В Музее были выставлены и три депонированные [11] картины: «Прокопий Праведный отводит тучу каменную», «Град обречённый» и «Святые Борис и Глеб». И здесь надлежало совершить свои формальности – застраховать и т.д. Все экспонированные картины надо было срочно вставлять в рамы. Монтвидене привезла с собой обе свои картины Н.К. и рисунок «Святилище», который одолжила у директора Музея <в Каунасе> Галауне. Эти работы она увезла с собой обратно.

На наш конгресс приехали 30 членов Литовского общества Рериха. Мы изумлялись их великому рвению и преданности, что они смогли приехать в таком большом количестве (возможно, – 75% всех членов Общества). Большая их часть – люди небогатые, но другие оплатили им дорогу и т.д. В среде литовцев господствовала великая дисциплина и порядок.

## Выборка данных

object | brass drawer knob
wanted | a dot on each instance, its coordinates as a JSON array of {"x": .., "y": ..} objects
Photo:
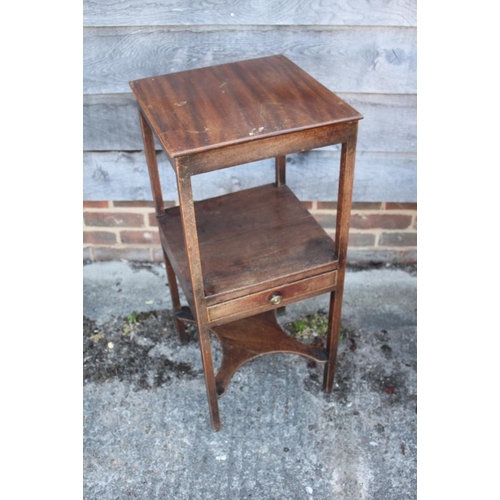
[{"x": 275, "y": 299}]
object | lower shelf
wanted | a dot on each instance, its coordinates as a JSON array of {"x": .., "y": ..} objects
[{"x": 250, "y": 338}]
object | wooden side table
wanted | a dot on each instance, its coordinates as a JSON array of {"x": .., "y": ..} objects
[{"x": 240, "y": 256}]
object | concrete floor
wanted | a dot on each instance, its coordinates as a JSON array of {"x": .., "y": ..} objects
[{"x": 282, "y": 437}]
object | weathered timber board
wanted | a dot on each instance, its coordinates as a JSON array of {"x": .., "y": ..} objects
[
  {"x": 345, "y": 59},
  {"x": 243, "y": 12},
  {"x": 378, "y": 177},
  {"x": 111, "y": 123}
]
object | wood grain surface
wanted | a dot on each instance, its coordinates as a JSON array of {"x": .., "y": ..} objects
[
  {"x": 110, "y": 122},
  {"x": 250, "y": 241},
  {"x": 241, "y": 102},
  {"x": 222, "y": 12},
  {"x": 345, "y": 59},
  {"x": 312, "y": 176}
]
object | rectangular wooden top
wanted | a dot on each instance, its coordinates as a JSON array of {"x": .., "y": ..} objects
[{"x": 205, "y": 109}]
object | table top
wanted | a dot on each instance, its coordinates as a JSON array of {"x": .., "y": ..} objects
[{"x": 209, "y": 108}]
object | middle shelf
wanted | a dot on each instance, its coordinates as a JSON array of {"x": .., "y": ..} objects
[{"x": 252, "y": 243}]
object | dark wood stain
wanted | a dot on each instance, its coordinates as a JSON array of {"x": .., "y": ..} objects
[
  {"x": 240, "y": 256},
  {"x": 237, "y": 102}
]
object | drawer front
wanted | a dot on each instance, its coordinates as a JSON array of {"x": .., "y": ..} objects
[{"x": 271, "y": 298}]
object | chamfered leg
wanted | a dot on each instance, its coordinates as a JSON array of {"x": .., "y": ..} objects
[
  {"x": 346, "y": 181},
  {"x": 176, "y": 302},
  {"x": 186, "y": 205}
]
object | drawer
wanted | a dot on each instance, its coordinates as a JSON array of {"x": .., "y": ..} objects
[{"x": 271, "y": 298}]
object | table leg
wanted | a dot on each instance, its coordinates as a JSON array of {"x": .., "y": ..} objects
[
  {"x": 346, "y": 181},
  {"x": 188, "y": 218},
  {"x": 176, "y": 302}
]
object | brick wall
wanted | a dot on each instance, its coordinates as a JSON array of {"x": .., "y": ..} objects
[{"x": 126, "y": 230}]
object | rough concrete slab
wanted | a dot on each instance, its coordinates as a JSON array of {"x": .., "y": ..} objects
[{"x": 282, "y": 437}]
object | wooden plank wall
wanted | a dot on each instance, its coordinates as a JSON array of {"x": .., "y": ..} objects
[{"x": 364, "y": 50}]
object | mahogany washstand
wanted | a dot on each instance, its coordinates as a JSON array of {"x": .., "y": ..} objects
[{"x": 240, "y": 256}]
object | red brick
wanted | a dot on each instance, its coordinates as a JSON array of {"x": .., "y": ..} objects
[
  {"x": 361, "y": 240},
  {"x": 135, "y": 203},
  {"x": 99, "y": 237},
  {"x": 326, "y": 220},
  {"x": 96, "y": 204},
  {"x": 358, "y": 205},
  {"x": 152, "y": 220},
  {"x": 113, "y": 253},
  {"x": 140, "y": 237},
  {"x": 356, "y": 256},
  {"x": 398, "y": 240},
  {"x": 158, "y": 254},
  {"x": 384, "y": 221},
  {"x": 327, "y": 205},
  {"x": 110, "y": 219},
  {"x": 401, "y": 206}
]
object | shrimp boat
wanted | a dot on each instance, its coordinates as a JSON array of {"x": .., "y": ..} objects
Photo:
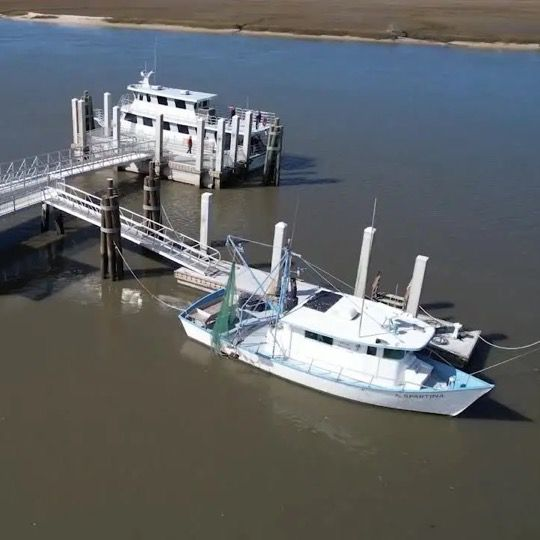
[{"x": 347, "y": 346}]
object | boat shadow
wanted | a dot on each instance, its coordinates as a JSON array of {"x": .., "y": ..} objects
[{"x": 488, "y": 408}]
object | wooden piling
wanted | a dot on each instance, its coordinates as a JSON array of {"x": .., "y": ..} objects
[
  {"x": 103, "y": 241},
  {"x": 45, "y": 215},
  {"x": 117, "y": 236},
  {"x": 272, "y": 162},
  {"x": 59, "y": 222},
  {"x": 151, "y": 200},
  {"x": 111, "y": 260}
]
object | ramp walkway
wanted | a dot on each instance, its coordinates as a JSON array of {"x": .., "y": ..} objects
[{"x": 22, "y": 181}]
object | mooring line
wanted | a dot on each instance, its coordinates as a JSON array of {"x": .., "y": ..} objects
[{"x": 140, "y": 283}]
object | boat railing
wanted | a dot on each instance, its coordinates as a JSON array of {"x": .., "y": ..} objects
[
  {"x": 342, "y": 373},
  {"x": 126, "y": 99}
]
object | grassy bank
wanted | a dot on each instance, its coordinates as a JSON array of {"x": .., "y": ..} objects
[{"x": 514, "y": 21}]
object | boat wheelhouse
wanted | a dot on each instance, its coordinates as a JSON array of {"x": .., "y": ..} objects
[{"x": 183, "y": 113}]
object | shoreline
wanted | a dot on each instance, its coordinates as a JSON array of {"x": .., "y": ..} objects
[{"x": 110, "y": 22}]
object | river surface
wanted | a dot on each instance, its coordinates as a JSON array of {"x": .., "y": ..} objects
[{"x": 113, "y": 425}]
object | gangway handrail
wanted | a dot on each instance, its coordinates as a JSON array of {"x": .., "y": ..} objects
[
  {"x": 142, "y": 225},
  {"x": 55, "y": 162}
]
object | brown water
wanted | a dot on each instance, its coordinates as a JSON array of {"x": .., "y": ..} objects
[{"x": 113, "y": 425}]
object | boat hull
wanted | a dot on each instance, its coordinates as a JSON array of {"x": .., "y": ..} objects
[{"x": 448, "y": 402}]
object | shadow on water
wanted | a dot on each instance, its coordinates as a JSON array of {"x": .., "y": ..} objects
[
  {"x": 434, "y": 306},
  {"x": 487, "y": 408},
  {"x": 34, "y": 264},
  {"x": 299, "y": 170}
]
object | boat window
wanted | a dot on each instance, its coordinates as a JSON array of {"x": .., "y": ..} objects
[
  {"x": 323, "y": 301},
  {"x": 318, "y": 337},
  {"x": 394, "y": 354}
]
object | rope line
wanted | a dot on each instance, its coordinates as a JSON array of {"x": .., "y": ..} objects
[
  {"x": 501, "y": 347},
  {"x": 507, "y": 360},
  {"x": 140, "y": 283}
]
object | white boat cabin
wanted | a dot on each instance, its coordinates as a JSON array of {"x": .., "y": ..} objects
[
  {"x": 181, "y": 110},
  {"x": 377, "y": 347}
]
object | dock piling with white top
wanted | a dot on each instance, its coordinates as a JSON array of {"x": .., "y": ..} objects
[
  {"x": 277, "y": 253},
  {"x": 201, "y": 130},
  {"x": 248, "y": 124},
  {"x": 235, "y": 131},
  {"x": 116, "y": 125},
  {"x": 206, "y": 216},
  {"x": 158, "y": 157},
  {"x": 107, "y": 114},
  {"x": 417, "y": 281},
  {"x": 220, "y": 145},
  {"x": 75, "y": 121},
  {"x": 363, "y": 263},
  {"x": 81, "y": 121}
]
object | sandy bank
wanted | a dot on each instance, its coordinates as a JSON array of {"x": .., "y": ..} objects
[{"x": 102, "y": 21}]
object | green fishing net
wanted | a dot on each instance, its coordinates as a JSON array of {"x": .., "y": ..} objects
[{"x": 226, "y": 318}]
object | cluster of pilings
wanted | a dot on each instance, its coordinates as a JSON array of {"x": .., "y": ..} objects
[
  {"x": 83, "y": 120},
  {"x": 151, "y": 199},
  {"x": 112, "y": 263}
]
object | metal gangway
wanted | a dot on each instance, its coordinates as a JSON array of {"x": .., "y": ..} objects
[
  {"x": 165, "y": 241},
  {"x": 22, "y": 181}
]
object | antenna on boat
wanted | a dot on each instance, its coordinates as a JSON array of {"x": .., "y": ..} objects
[
  {"x": 155, "y": 59},
  {"x": 373, "y": 213}
]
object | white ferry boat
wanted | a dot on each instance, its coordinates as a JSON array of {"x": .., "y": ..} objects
[
  {"x": 343, "y": 345},
  {"x": 182, "y": 110}
]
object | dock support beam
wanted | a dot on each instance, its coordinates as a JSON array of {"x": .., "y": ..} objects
[
  {"x": 116, "y": 126},
  {"x": 107, "y": 113},
  {"x": 235, "y": 129},
  {"x": 248, "y": 123},
  {"x": 199, "y": 158},
  {"x": 81, "y": 121},
  {"x": 206, "y": 216},
  {"x": 415, "y": 287},
  {"x": 112, "y": 264},
  {"x": 158, "y": 155},
  {"x": 151, "y": 199},
  {"x": 363, "y": 263},
  {"x": 220, "y": 144},
  {"x": 277, "y": 253},
  {"x": 45, "y": 217},
  {"x": 75, "y": 120}
]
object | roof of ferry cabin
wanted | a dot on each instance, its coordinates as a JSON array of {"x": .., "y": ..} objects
[
  {"x": 171, "y": 93},
  {"x": 337, "y": 315}
]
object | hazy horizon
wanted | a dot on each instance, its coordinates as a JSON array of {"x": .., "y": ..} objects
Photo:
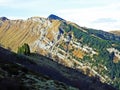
[{"x": 98, "y": 14}]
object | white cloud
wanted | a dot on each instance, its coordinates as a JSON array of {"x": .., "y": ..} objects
[{"x": 87, "y": 16}]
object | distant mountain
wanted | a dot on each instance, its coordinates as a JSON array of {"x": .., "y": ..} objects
[
  {"x": 117, "y": 32},
  {"x": 93, "y": 52},
  {"x": 3, "y": 18}
]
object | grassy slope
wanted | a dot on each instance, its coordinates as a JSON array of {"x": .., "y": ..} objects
[{"x": 55, "y": 71}]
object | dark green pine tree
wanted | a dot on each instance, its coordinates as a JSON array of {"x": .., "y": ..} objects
[{"x": 24, "y": 49}]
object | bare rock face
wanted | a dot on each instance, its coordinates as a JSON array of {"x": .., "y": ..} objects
[{"x": 65, "y": 42}]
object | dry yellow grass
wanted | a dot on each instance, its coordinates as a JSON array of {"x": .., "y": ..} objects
[{"x": 78, "y": 53}]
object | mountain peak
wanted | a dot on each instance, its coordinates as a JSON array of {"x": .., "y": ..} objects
[
  {"x": 3, "y": 18},
  {"x": 52, "y": 16}
]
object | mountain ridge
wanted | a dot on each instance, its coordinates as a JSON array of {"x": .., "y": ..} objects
[{"x": 92, "y": 52}]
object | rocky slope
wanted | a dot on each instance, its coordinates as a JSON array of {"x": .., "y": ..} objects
[
  {"x": 38, "y": 72},
  {"x": 93, "y": 52}
]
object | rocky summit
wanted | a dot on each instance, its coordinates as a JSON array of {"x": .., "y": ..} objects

## Поставленная задача A
Сколько членов Литовского общества Рериха приехало на конгресс, согласно фрагменту страницы?
## Поставленная задача B
Перечислите все названия произведений, приведённые в кавычках во фрагменте страницы.
## Поставленная задача C
Процитируйте фрагмент страницы от слов «В Музее были» до слов «дисциплина и порядок.» включительно.
Строки никак не связаны с фрагментом страницы.

## Решение задачи A
30 членов.

## Решение задачи B
«Прокопий Праведный отводит тучу каменную»
«Град обречённый»
«Святые Борис и Глеб»
«Святилище»

## Решение задачи C
В Музее были выставлены и три депонированные [11] картины: «Прокопий Праведный отводит тучу каменную», «Град обречённый» и «Святые Борис и Глеб». И здесь надлежало совершить свои формальности – застраховать и т.д. Все экспонированные картины надо было срочно вставлять в рамы. Монтвидене привезла с собой обе свои картины Н.К. и рисунок «Святилище», который одолжила у директора Музея <в Каунасе> Галауне. Эти работы она увезла с собой обратно.

На наш конгресс приехали 30 членов Литовского общества Рериха. Мы изумлялись их великому рвению и преданности, что они смогли приехать в таком большом количестве (возможно, – 75% всех членов Общества). Большая их часть – люди небогатые, но другие оплатили им дорогу и т.д. В среде литовцев господствовала великая дисциплина и порядок.